* **PASSAGE TO READ**:
The Book of Galatians #4
The Book of Galatians #4
Galatians 1:16-24
 
Now, as we mentioned to you last week, the apostle Paul wrote the book of Galatians to defend himself against Judaizers.
 
I think it important to remember he is not defending himself out of pride or to draw attention to himself, but rather because of the importance of the gospel. 
 
They were questioning his credentials because he taught salvation by grace.  They didn’t believe what he taught so they sought to destroy his credibility. 
 
Eventually he will deal in this letter with their false doctrine, but first he is establishing his authority to speak for God.
 
But what we have, beginning in verse 11 of chapter 1 is a defense of his authority as an apostle and he does it by way of his personal testimony. 
 
As we saw last week, he tells them, first of all, about his life before salvation. 
 
Verses 13 and 14
 
The point is this. His early education, his early training, his early upbringing were not responsible for his conviction concerning salvation by grace. 
 
He lived in a totally different world, the world of the Law of Moses.  Nobody taught himabout Christ. Nobody, in typical Jewish fashion, handed this stuff down by tradition from generation to generation.
No rabbi sat him in a corner and taught him all the things that he knew about Christ. He was at the very opposite extreme. So his life before salvation is evidence that his message didn't come from a human source.
 
Tonight we’ll see secondly,
 
2. His Salvation
 
Verses 15-16
 
He was going along the way he was going and all of a sudden it pleased God to transform him, and that was the beginning. Now, I want you to notice something. His call was both supernatural and sovereign.
 
In the case of Saul of Tarsus, who became Paul, there wasn't anything for him to do but stop, because the Lord blinded him and slammed him on the ground.
 
"When it pleased God." Paul’s salvation was of God’s plan.  God determined to save Paul and call him to be an apostle. 
 
Listen to 1 Corinthians 1:1. "Paul, called to be an apostle of Jesus Christ, through the will of God."
 
God wanted it.
 
Get the picture?  Here is Paul running around like a fanatic, bent on a course of persecution and destruction, but God changed it. You say, "Why?" Because He wanted to.
God wanted this man. And God changed it. His fanaticism was no match for the will of God.
 
Some might say, "Well, God was up there in heaven, and He saw his potential." Said, "Boy, that old Paul. He's really got a lot of fire. If I can just latch onto him, we'll get something done." No, no. Listen to what Paul said, "When it pleased God, who separated me from my mother's womb."
 
He’s not talking about physical birth. He's not saying, "God, who made me be born." saying, watch this, now, "When it pleased God, who separated me unto the apostolate, did it "from my mother's womb."
 
Did you realize Paul was chosen to be an apostle before he was born? The physical birth of Paul isn't the issue in this passage. What's the issue here is his call to be an apostle. What he's saying is, "Hey, people. You want to know something? I didn't get my message from men. God called me to be an apostle when I was still in the womb." That's pretty strong language.
 
Just like Jeremiah of old, or Isaiah or John the Baptist.  God had His hand on these men before they were born!  That sounds like God's running the show. That's sovereignty.

* **Region labeling items**:
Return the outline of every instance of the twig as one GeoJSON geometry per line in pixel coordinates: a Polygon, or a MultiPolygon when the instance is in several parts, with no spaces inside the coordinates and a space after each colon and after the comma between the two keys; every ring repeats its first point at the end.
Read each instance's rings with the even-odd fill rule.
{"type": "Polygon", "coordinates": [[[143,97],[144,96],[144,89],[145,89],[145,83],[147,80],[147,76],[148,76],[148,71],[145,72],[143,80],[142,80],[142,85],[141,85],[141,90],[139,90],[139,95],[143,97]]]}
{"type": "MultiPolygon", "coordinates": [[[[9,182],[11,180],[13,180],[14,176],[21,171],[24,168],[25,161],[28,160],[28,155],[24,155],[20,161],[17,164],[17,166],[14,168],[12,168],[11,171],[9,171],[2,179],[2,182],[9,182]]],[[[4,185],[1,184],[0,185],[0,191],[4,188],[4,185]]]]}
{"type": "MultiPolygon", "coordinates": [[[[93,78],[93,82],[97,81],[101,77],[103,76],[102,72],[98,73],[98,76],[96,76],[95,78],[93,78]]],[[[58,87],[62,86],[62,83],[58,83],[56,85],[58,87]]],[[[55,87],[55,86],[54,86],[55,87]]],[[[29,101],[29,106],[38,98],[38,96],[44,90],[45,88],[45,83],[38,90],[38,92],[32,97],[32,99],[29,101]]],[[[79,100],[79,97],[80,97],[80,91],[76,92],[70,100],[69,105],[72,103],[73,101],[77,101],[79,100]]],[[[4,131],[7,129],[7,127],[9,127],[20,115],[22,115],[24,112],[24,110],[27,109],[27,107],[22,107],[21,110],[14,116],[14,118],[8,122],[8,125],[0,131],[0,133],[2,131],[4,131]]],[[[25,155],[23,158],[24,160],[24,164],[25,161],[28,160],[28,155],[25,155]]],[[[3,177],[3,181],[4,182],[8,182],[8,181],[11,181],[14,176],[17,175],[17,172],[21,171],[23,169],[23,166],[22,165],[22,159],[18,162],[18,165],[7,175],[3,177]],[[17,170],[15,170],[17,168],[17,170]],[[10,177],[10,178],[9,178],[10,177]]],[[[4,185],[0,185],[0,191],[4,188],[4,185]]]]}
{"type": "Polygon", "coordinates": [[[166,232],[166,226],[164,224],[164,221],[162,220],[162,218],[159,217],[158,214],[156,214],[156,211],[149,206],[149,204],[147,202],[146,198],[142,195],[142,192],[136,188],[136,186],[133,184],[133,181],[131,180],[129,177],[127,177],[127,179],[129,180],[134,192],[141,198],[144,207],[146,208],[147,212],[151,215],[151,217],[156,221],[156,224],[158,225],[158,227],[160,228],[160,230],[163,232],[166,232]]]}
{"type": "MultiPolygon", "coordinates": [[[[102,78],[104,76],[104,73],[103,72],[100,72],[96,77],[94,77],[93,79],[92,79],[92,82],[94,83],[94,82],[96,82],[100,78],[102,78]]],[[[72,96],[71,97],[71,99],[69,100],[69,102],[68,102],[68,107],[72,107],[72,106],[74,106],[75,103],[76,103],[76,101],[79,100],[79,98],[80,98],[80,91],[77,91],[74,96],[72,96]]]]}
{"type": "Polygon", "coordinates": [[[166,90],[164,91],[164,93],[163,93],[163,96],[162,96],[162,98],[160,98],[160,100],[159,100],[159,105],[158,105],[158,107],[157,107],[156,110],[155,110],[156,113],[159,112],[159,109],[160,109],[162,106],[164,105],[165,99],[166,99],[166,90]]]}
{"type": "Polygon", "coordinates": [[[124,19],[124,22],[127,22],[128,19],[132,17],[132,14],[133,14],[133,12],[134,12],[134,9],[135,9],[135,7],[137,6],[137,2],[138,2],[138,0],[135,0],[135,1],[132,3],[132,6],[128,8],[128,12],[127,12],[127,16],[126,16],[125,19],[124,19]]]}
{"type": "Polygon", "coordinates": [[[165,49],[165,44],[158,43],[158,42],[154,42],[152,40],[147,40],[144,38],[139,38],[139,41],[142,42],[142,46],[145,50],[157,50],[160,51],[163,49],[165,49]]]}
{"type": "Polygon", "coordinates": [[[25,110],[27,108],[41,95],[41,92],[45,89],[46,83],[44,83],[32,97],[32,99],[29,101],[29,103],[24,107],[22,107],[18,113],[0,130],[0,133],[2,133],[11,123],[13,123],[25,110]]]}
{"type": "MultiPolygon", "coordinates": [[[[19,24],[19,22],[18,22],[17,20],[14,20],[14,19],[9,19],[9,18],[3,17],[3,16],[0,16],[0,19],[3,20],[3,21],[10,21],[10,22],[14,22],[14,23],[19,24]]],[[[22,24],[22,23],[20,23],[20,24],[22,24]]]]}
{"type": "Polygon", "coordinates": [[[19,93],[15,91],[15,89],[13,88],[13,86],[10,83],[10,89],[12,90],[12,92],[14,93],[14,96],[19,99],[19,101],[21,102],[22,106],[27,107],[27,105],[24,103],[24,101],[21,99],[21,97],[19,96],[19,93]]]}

* **WHAT YOU NEED TO DO**:
• a. Duplicate the Galatians sermon, everything from "Tonight we’ll see" down to "on the ground.".
• b. Answer these questions from the Galatians sermon:
(i) Against whom was Paul defending himself when he wrote Galatians?
(ii) Which verse from 1 Corinthians does the sermon quote?
(iii) Which three men does the sermon compare Paul to as having God's hand on them before birth?

* **LIST OF SOLUTIONS**:
• a.
Tonight we’ll see secondly,
 
2. His Salvation
 
Verses 15-16
 
He was going along the way he was going and all of a sudden it pleased God to transform him, and that was the beginning. Now, I want you to notice something. His call was both supernatural and sovereign.
 
In the case of Saul of Tarsus, who became Paul, there wasn't anything for him to do but stop, because the Lord blinded him and slammed him on the ground.

• b.
(i) The Judaizers.
(ii) 1 Corinthians 1:1.
(iii) Jeremiah, Isaiah and John the Baptist.